Yes, steps (2, 4, 5) will take locks as you described. Any number of concurrent 
requests could get to step #3 before the write locks have to be taken.

I believe URIs like {$id}-{$version} would be safe because any threads that 
don't get the write locks will restart from the beginning, rather than resuming 
at step #4 or #5. By restarting they would see the latest updates.

However I think you're right that it's better to use {$id}-{$version} in 
archived versions and {$id} alone in the live version. That makes the update 
less dependent on versioning logic. Perhaps more importantly it optimizes 
getting the latest version by id: doc($uri) instead of a search by id and 
collection. Adding a new version means overwriting {$id}-latest and copying the 
old XML to {$id}-{$previous-version}. However I think update speed will remain 
about the same, because you're already doing two updates: removing the 'live' 
collection from {$id}-{$previous-version} and writing to 
{$id}-{$current-version}.

Better still, use something like {$id}/{$version} and {$id}/current. That gives 
you the advantages described above, and also gives you the ability to query all 
versions for an id using cts:directory-query.

-- Mike

On 1 Jul 2014, at 07:53 , Retter, Adam (RBI-UK) <[email protected]> wrote:

> Hi Michael,
> 
> Thanks for your reply. I guess I am still missing something as it is not 
> clear to me how encoding both the id and version into the file URI would help 
> me? I could understand if I was just encoding the id as that will not change 
> over time, however for each request we are potentially writing a different 
> version.

##############################

- _TASK DIRECTIONS_: Transcribe the part of the message about document versioning that begins at the words "Better still, use", stopping after "id using cts:directory-query.". The entries that come after this message have no connection to it.

- _DATA PROVIDED_:
##############################

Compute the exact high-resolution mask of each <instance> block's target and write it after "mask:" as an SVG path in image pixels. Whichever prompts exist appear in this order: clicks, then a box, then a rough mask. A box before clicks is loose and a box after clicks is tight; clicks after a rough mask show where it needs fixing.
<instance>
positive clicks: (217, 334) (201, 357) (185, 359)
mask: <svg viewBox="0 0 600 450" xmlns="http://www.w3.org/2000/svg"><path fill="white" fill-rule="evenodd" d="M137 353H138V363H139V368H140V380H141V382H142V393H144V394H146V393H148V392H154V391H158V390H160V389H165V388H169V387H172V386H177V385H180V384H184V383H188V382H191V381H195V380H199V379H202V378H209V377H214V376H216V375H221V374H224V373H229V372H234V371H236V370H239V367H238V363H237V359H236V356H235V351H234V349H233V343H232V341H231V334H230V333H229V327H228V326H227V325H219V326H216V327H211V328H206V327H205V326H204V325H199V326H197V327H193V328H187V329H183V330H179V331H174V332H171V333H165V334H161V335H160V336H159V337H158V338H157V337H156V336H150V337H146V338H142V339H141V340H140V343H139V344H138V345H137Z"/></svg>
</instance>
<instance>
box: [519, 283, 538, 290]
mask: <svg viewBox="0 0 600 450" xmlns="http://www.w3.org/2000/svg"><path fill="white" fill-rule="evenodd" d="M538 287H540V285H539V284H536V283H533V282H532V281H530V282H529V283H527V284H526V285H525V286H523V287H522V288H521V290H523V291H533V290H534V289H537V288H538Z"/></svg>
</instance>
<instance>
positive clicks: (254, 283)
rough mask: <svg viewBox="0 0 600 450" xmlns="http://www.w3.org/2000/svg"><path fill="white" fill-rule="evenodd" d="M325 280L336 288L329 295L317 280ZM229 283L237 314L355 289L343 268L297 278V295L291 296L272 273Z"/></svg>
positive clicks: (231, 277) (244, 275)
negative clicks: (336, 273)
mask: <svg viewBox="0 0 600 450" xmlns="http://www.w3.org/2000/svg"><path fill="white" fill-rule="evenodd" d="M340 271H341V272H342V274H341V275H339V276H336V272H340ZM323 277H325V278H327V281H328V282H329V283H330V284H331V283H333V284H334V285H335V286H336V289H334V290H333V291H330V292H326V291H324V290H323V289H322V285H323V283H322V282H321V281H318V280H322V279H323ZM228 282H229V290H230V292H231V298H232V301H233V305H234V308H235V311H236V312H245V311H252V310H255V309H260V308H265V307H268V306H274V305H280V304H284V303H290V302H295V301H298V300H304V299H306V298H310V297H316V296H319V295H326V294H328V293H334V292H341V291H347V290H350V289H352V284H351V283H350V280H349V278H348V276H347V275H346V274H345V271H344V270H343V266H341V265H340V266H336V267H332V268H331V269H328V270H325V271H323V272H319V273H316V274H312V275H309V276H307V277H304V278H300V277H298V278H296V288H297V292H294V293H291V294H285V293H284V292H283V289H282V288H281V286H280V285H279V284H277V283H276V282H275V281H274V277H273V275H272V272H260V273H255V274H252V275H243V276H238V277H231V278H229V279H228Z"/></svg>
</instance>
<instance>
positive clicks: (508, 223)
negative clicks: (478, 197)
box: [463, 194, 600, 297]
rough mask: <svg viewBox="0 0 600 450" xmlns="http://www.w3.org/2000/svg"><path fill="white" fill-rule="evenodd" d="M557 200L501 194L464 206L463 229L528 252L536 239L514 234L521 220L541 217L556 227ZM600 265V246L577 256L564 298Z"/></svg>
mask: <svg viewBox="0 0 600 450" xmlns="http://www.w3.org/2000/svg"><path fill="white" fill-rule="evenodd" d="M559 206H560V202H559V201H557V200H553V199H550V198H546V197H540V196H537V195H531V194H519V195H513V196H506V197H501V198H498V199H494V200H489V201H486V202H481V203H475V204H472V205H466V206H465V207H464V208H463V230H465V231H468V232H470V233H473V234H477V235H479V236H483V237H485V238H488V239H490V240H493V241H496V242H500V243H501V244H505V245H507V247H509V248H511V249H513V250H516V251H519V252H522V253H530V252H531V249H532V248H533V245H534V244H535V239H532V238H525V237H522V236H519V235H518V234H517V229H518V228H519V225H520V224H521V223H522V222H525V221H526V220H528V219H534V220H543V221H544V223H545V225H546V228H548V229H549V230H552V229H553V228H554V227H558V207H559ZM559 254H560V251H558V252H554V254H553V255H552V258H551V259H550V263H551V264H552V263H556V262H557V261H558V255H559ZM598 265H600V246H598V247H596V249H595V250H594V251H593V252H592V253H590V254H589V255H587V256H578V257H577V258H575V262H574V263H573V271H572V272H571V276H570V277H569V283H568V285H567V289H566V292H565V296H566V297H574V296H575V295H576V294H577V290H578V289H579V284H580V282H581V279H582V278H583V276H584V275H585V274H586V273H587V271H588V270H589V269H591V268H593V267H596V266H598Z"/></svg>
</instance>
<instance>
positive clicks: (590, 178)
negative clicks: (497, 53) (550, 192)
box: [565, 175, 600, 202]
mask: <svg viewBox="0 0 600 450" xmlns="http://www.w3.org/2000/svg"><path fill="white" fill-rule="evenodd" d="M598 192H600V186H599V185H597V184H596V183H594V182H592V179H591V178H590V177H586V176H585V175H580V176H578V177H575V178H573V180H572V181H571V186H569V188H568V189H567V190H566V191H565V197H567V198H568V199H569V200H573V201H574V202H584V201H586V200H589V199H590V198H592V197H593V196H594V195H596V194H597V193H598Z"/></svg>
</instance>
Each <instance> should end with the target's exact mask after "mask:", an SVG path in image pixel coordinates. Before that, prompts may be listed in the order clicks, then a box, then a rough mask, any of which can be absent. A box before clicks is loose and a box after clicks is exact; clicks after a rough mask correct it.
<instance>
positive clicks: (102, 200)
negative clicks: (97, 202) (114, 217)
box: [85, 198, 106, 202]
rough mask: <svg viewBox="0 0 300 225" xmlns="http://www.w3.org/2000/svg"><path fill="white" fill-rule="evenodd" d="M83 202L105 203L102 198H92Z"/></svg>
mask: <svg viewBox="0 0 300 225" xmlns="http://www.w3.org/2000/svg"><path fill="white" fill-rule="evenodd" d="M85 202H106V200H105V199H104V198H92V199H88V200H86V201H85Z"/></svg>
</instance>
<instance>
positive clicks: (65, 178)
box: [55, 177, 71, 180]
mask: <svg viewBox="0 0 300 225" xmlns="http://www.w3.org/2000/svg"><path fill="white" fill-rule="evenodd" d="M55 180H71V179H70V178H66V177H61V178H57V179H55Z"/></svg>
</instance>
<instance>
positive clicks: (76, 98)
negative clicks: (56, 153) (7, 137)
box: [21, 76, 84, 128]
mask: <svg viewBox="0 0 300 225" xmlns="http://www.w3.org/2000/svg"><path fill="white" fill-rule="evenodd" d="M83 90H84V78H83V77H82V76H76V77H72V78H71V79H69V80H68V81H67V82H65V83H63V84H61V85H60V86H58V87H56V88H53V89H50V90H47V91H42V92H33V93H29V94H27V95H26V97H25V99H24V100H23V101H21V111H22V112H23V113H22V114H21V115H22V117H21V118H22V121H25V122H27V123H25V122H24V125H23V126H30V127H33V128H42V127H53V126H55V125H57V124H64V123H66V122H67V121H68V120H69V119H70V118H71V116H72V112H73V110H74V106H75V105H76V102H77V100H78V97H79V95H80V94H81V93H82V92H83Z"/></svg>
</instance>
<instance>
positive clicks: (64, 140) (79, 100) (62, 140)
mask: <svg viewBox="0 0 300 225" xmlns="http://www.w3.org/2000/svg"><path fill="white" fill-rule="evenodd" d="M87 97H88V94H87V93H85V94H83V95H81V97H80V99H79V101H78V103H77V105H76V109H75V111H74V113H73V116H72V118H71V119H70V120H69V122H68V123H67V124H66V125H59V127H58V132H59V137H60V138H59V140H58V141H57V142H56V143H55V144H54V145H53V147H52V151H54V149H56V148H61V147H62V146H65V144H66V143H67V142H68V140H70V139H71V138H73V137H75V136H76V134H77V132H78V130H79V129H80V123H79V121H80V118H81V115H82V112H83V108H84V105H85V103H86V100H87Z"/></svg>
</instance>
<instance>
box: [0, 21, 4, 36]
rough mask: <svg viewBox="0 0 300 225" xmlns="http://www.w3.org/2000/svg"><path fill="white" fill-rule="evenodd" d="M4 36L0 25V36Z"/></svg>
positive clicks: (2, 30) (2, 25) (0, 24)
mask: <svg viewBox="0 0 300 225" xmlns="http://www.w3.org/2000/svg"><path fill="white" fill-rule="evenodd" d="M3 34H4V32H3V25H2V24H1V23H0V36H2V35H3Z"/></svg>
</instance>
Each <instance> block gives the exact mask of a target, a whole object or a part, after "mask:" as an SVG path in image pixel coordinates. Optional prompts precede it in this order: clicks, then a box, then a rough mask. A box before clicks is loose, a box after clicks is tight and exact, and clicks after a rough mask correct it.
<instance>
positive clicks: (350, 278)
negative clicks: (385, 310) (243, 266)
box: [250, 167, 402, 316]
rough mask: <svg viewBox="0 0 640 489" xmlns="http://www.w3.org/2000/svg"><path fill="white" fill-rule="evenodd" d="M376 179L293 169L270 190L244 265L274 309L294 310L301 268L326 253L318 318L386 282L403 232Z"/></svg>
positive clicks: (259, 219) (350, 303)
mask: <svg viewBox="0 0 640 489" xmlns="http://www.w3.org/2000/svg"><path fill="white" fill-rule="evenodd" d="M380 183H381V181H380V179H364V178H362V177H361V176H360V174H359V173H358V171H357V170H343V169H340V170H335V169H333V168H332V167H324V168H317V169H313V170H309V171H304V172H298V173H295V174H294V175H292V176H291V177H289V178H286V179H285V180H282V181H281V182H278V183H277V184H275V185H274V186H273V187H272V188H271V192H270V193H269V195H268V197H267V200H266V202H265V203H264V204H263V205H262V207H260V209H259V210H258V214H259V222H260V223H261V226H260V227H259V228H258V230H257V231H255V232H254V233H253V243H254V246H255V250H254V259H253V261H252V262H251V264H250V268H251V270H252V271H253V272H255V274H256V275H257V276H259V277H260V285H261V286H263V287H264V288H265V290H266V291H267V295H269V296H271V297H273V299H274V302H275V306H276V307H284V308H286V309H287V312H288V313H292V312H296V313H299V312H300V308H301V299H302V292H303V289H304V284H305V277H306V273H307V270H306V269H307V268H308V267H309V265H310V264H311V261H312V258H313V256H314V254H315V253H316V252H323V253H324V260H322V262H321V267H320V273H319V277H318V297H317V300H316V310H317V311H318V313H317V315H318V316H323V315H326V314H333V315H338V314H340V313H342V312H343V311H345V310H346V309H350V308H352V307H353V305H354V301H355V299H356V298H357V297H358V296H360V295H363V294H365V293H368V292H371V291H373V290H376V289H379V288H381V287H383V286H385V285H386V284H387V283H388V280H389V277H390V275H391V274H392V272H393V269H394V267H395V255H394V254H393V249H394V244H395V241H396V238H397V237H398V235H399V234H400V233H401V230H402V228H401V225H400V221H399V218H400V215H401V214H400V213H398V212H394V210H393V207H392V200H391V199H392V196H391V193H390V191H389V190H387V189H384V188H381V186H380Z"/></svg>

##############################

- _SOLUTION FOR THIS TASK_:
Better still, use something like {$id}/{$version} and {$id}/current. That gives 
you the advantages described above, and also gives you the ability to query all 
versions for an id using cts:directory-query.